▸ TEXT SEGMENT

□ □ □ □

Winners of the Week:
Do512
It was Festival Fest last week in Austin: Do512 gave away a pair of tickets to a different festival each week day, leading to their highest week of traffic in 9 weeks, their most giveaway entries in a single week ever and their most new email subscribers in a week since SX.
If your metro has tickets to give away (to festivals or other big shows), you should absolutely consider doing your own Festival Fest / daily giveaway campaign. Read this for more info.
Courtney from Do512 noted that this campaign was especially successful because:
- All festival partners had to agree to share their giveaway to be included.
- Do512's team sent emails to the festivals at the beginning of each morning with the exact links to share and instructions for doing so.
doNYC
Last week, the dark lords of dollar pizza saw their highest traffic in 18 weeks due to:
- Their Meadows Music Festival VIP giveaway, which got dedicated email love from two of doNYC's partners, BrooklynVegan and le poisson rouge, on its way to 10,025 page views.
- 3,545 organic page views on this Little Italy event. (Are you noticing the theme with ethnic celebrations leading to organic victories?)
- 2,556 page views on this Oktoberfest event, 2,022 of which came from doNYC's email (mostly this one). Who doesn't love free beer?
Do503
Looking back through their stats, you may have noticed that Portland has stepped up their social growth: In the past year, they've grown their Instagram followers by 181%, their Twitter followers by 152% and their Facebook followers by 92%.
We chatted with Portland's Jason Ricciardi about his process. Here's what he had to say:
- Never rush a single post.

□ □ □ □

▸ TASKS
- 1) Return the passage of the winners roundup from "Winners of the" up to and including "to be included.".
- 2) Extend the winners roundup past its final line, "Never rush a single post."
The listing is separate material and is unrelated to the winners roundup.

▸ STORED DATA
□ □ □ □

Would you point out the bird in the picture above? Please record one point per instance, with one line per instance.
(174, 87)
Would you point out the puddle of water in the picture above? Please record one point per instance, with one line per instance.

□ □ □ □

▸ REPLIES
- 1)
Winners of the Week:
Do512
It was Festival Fest last week in Austin: Do512 gave away a pair of tickets to a different festival each week day, leading to their highest week of traffic in 9 weeks, their most giveaway entries in a single week ever and their most new email subscribers in a week since SX.
If your metro has tickets to give away (to festivals or other big shows), you should absolutely consider doing your own Festival Fest / daily giveaway campaign. Read this for more info.
Courtney from Do512 noted that this campaign was especially successful because:
- All festival partners had to agree to share their giveaway to be included.

- 2)
- Do the research, try not to be repetitive or take yourself too seriously
- Make sure you're always tagging as many relevant brands, venues, artists, record labels as possible (anyone who would have a vested interest in sharing the content - not necessarily just clients, either, as this is also a way to get the attention of new followers and potential partnerships)
- Take the time every week to look back at how things performed rather than just being "one and done." AKA, if something isn't working - don't keep doing it.
- No messy metadata
- No outdated or low-res images
- A good mix of media (images, video, GIFs)
- Enough perspective to keep 'em guessing. (Let's be real: the reason we disconnect and unfollow others most the time are when they're predictable, repetitive, not putting relevant content in front of us, or are all 'Sell, sell, sell!')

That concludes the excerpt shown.